On Plain Language

-Kelsie Acton-

One of the many ways I think about access is as a practice. This means access is something I can grow and get better at. Right now, an access practice I’m excited by is plain language. 

There’s a few definitions of plain language. But for me, plain language is language that is easily understood by a wide range of readers. 

Plain language:

  • Uses the most common vocabulary possible so that readers aren’t stopped by unfamiliar words

  • Uses active voice, so it is clear who is doing what

  • Uses short sentences

  • Uses headings, lists, bullet points, and white space to make information clearer

  • Uses definitions to introduce readers to complicated vocabulary


Like most access, plain language is ideally tested by users and changed based on feedback. 

There’s a few reasons I’m invested in plain language: 

  1. I worry that we imagine the audience for our art, activism and scholarship is only for people who easily understand written English.

  2.  I believe the ideas that can change people and change the world should be accessible to everyone.

  3. Art, activism and scholarship that isn’t accessible to people who don’t easily understand written English, excludes people. Often this art, activism or scholarship is against excluding people. 

  4. A lot of activism happens through writing. Making plain language writing ordinary means that more people can do activism through writing. 

Beyond the access reasons to work in plain language as much as possible, I’ve found that it’s helpful to my own understanding. I have the kind of brain that loves words. I feel them as much as I think them. But this means that sometimes I understand writing on a gut level and I can’t explain what I mean.

* * * * * * *

# Questions:
• A. Copy out the part of the essay on plain language starting with "There’s a few reasons" and going on through "understand written English.".
• B. Pick up the essay on plain language after its final sentence and write what comes next.

Dataset items:
* * * * * * *

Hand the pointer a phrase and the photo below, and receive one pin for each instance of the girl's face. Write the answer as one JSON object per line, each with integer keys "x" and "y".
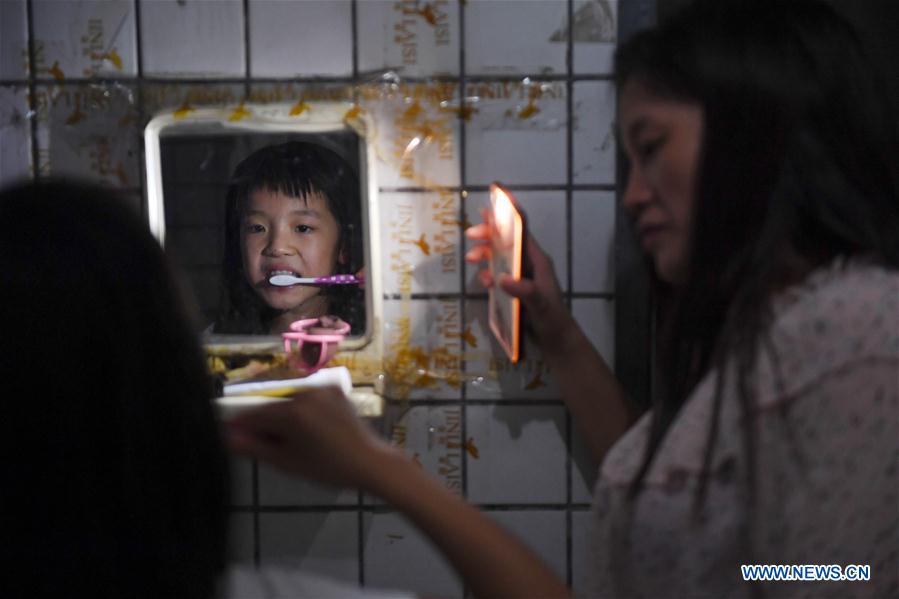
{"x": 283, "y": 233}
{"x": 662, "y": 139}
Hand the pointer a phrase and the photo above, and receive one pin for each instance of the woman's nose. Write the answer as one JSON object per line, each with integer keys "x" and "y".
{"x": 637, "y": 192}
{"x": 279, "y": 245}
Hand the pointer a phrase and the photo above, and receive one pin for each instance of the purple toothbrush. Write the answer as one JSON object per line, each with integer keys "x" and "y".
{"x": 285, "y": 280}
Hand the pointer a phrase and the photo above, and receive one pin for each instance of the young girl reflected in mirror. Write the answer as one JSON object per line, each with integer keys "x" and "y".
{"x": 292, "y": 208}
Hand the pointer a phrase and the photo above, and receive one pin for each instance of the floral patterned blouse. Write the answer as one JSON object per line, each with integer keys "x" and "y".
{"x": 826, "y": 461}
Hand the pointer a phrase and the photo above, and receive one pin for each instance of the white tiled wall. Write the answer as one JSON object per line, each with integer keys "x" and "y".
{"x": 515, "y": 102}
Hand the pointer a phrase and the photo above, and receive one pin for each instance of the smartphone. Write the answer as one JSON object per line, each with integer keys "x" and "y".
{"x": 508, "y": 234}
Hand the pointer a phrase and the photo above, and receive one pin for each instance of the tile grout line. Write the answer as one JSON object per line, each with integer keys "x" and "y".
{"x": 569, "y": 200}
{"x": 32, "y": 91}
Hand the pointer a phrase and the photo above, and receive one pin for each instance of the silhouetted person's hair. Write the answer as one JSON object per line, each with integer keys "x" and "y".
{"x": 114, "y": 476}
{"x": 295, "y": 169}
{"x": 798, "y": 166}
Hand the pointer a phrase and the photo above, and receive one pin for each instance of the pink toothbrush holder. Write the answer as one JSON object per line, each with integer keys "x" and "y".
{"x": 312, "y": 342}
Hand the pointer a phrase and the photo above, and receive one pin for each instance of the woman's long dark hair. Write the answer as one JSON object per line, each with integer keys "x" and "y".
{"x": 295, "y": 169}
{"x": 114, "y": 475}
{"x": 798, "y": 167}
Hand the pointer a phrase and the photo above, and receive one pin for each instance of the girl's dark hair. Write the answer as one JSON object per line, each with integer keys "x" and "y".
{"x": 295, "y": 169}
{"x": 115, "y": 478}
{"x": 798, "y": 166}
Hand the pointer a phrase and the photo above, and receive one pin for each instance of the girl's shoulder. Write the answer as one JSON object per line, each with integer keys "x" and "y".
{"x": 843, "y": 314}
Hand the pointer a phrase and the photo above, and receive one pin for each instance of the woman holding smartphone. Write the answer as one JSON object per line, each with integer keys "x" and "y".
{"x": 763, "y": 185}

* * * * * * *

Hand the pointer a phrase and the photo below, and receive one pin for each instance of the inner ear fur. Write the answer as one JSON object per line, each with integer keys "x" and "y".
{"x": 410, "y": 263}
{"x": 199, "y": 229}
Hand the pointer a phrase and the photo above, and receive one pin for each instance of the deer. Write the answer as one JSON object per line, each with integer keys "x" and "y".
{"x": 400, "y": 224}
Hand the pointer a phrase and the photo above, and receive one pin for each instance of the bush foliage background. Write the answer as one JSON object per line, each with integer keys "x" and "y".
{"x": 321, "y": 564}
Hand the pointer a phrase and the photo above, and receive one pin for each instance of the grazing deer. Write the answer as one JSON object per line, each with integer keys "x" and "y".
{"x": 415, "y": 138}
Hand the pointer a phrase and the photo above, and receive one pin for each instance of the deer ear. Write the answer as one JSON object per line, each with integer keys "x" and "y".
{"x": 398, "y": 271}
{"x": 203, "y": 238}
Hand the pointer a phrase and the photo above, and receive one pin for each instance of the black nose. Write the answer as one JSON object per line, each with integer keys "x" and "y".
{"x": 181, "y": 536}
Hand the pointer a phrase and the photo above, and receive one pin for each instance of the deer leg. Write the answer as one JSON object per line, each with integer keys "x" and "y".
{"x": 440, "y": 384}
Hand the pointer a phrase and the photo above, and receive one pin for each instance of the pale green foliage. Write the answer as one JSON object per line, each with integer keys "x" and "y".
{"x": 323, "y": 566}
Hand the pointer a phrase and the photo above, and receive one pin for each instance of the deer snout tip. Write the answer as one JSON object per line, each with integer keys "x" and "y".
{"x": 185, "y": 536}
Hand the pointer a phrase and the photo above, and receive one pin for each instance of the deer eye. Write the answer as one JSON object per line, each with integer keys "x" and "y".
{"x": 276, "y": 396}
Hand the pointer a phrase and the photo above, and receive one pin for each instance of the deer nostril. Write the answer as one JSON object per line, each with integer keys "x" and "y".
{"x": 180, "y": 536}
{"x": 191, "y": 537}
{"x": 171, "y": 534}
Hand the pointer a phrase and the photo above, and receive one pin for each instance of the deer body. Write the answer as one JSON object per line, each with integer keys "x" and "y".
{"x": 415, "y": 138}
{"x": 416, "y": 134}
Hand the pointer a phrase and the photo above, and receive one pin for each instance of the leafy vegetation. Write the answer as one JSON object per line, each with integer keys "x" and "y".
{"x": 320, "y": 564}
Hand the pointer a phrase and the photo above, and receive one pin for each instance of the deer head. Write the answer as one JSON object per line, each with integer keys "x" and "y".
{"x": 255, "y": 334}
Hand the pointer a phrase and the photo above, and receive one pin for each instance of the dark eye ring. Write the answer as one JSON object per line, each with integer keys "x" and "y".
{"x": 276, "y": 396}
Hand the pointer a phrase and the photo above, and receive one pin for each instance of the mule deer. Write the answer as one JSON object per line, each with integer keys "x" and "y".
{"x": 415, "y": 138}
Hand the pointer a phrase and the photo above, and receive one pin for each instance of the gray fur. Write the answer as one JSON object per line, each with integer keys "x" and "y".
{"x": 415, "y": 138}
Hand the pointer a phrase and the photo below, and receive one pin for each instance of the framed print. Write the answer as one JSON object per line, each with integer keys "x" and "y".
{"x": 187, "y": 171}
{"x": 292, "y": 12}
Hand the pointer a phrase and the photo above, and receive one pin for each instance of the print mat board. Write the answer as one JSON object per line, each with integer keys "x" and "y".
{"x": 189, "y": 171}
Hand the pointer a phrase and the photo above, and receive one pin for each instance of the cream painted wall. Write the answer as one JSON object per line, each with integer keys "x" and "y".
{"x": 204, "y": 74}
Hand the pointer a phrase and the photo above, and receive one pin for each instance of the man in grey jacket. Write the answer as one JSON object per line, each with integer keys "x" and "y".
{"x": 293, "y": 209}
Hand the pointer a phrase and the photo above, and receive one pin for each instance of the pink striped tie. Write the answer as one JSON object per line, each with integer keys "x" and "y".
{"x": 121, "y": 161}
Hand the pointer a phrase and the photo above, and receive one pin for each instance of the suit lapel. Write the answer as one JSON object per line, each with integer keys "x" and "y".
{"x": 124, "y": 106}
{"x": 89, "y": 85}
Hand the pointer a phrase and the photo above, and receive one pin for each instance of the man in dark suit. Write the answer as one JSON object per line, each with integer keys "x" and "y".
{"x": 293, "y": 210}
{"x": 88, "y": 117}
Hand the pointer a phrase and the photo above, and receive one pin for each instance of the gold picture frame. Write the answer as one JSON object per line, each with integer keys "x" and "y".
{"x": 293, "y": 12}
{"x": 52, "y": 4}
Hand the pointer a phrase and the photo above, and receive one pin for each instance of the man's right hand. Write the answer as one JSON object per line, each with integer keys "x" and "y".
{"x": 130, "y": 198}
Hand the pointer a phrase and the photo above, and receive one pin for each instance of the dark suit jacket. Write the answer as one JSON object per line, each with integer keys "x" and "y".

* * * * * * *

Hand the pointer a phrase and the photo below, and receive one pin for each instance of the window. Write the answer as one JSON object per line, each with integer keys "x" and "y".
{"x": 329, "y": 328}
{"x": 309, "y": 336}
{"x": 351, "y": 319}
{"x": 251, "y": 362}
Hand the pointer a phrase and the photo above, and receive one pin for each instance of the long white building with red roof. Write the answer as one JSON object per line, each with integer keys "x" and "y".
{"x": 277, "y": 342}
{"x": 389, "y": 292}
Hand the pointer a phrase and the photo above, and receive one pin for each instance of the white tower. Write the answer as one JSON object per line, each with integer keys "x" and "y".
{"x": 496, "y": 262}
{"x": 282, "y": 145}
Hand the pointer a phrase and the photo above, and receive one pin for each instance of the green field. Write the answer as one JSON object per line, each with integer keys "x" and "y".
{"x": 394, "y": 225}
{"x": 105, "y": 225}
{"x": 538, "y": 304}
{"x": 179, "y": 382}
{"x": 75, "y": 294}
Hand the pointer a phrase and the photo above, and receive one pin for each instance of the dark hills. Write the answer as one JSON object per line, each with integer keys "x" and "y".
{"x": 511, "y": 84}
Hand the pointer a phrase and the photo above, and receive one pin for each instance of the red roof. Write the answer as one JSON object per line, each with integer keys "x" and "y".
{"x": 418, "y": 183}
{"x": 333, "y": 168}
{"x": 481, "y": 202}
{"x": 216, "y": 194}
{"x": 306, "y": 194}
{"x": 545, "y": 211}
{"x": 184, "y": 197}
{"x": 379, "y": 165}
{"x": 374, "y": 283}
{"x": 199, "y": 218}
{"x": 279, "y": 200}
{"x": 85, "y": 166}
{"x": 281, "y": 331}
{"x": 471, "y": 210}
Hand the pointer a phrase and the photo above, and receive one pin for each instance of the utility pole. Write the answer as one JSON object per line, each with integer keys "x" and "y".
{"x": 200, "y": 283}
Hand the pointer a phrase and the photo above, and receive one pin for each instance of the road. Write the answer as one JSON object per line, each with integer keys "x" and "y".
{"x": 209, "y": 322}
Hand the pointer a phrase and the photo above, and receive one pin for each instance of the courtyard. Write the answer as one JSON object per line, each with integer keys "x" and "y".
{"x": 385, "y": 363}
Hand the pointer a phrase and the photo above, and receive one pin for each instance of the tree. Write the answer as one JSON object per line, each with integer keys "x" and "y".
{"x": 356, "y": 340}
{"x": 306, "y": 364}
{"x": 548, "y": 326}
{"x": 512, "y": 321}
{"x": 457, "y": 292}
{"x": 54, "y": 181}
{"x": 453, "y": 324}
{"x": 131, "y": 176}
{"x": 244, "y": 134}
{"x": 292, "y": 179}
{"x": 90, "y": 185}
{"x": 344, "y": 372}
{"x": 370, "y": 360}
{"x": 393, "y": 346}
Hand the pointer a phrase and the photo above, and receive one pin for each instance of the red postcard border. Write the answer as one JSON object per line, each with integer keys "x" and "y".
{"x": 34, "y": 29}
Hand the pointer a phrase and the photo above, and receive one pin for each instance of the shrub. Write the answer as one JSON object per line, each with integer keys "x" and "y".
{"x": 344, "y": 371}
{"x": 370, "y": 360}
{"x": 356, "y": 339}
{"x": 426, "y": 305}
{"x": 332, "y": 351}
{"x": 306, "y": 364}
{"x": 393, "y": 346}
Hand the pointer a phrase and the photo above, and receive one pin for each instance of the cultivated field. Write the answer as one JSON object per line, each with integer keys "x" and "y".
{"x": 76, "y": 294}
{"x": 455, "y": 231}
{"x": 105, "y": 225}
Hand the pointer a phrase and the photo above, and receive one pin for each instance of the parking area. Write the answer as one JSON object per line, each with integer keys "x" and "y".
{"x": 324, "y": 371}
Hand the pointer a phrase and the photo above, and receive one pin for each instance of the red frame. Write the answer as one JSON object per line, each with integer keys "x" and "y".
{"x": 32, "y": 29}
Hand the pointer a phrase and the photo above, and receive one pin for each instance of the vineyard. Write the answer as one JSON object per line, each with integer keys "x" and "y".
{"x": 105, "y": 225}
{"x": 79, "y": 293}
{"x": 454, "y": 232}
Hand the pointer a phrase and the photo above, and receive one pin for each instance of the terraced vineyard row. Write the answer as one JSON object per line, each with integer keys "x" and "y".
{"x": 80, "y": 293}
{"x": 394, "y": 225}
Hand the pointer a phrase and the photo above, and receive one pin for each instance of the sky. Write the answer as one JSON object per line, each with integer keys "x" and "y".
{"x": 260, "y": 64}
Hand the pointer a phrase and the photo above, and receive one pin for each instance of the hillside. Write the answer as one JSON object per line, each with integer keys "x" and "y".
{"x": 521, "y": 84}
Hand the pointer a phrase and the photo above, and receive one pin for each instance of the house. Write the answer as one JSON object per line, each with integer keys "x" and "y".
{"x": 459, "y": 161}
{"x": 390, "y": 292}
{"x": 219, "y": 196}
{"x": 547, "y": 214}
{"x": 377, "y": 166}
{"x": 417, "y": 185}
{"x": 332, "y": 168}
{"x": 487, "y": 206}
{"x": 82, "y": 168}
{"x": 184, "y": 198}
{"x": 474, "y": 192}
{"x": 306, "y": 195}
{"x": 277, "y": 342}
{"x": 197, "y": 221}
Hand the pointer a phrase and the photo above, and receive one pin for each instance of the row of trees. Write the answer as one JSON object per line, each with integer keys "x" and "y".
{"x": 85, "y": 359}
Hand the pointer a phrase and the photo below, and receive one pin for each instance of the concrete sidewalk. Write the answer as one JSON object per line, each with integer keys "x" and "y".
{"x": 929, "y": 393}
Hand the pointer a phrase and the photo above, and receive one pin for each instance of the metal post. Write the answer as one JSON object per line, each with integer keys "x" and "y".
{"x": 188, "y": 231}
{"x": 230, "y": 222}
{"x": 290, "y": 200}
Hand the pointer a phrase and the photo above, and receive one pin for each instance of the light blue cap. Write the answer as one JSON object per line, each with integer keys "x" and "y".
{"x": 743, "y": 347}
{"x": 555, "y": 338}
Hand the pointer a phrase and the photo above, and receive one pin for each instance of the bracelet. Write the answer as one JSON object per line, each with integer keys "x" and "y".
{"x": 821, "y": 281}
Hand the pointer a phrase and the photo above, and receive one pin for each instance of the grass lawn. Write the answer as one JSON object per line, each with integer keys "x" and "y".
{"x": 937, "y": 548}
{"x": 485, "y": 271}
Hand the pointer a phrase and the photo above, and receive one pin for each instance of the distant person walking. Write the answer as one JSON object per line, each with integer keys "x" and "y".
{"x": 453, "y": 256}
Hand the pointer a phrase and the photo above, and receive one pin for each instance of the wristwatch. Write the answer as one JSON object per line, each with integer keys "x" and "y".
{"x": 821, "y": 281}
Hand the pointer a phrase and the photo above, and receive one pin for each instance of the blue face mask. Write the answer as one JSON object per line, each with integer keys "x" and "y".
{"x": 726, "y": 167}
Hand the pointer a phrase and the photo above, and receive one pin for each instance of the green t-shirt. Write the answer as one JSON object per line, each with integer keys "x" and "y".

* * * * * * *

# Expected results:
• A.
There’s a few reasons I’m invested in plain language: 

  1. I worry that we imagine the audience for our art, activism and scholarship is only for people who easily understand written English.

• B.
Plain language means that I have to define vocabulary. So if I’m writing about settler colonialism, I have to think about what exactly that word means. I have to make it clear that this type of colonialism is about the colonizing nation replacing the original people of a land with people who come from the colonizing nation. 

Writing in active voice encourages me to think about who is doing what. In the example above, it means that I make it explicit that settler colonialism is a decision of the colonizing nation. It might mean that I have to think about my relationship to the concept I’m describing and describe what I do in relation to the concept. 

Maybe I need to find an example that makes the definition clear. Finding examples means that I learn about specific histories and understand how a complex concept practically works. 

Plain language also means that I have to think about what information is most important to the reader so I can use headings, bullets and white space to highlight this information. 

All this work will help me the next time I have to explain this concept to someone. But just as importantly plain language helps me be clear about my own values – what I believe in and how I am understanding my own art, activism and scholarship.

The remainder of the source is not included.